** YOUR TASK **
In the newsgroup post below, how does the interpreter currently display rational numbers?

** DOCUMENT PASSAGE **

* start *

This is a math question, but one I hope is relevant to this newsgroup.

I've been writing an interpreter for a functional programming language
in C++. One of the datatypes it supports is an arbitrary-precision
rational number type. Currently the interpreter displays rational
numbers as the ratio of two integers. I'd like it to display rational
numbers as floating-point numbers whenever the conversion to floating
point won't produce an infinite (repeating) stream of digits.

The question is: Under what conditions will a rational number produce
an infinite stream of digits for a given base? What I've come up with
is this:

Converting a rational number to a floating point value is equivalent
to multiplying the numerator and denominator by some number that
converts the denominator to a whole-number power of the base. That is:
b^n = c * d where 'b' is the base, 'd' is the denominator, and 'n' and
'c' are some whole numbers that satisfy the equation.

I think there is no solution to the above equation if the denominator
of the original rational number and the base contain no prime factors
in common. And I think that this in turn implies that if and only if
gcd(d,b) is 1 and 'd' is not 1, then the original rational number can
only be represented by an infinite stream of digits.

Is my reasoning sound? Is there a simpler test?

For the curious, a description and source for my interpreter can be
found at:

http://www.standarddeviance.com

My gratitude goes to folks in this newsgroup who have helped improve my
understanding of concepts I put to use building this.

* end *

** DATA LISTING **
* start *

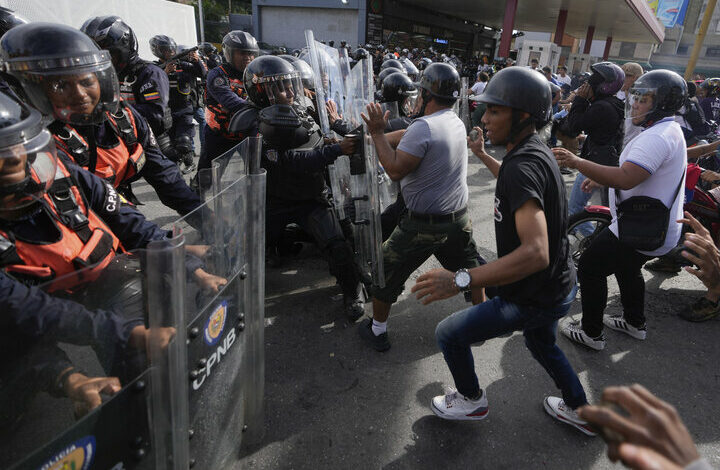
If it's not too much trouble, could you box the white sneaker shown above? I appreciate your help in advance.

* end *
* start *

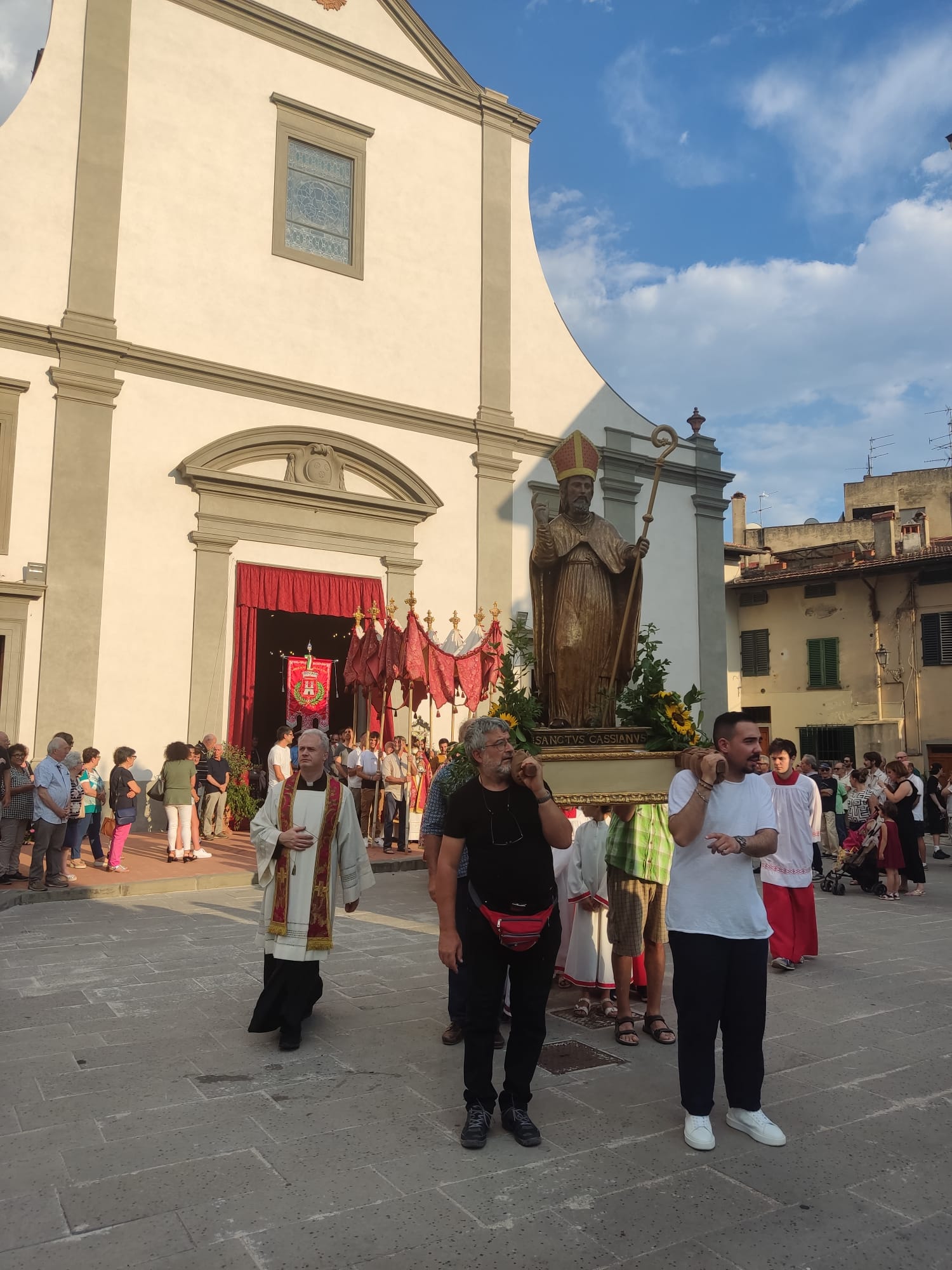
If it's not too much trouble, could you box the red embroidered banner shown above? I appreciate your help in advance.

* end *

** SOLUTION FOR THIS EXERCISE **
As the ratio of two integers.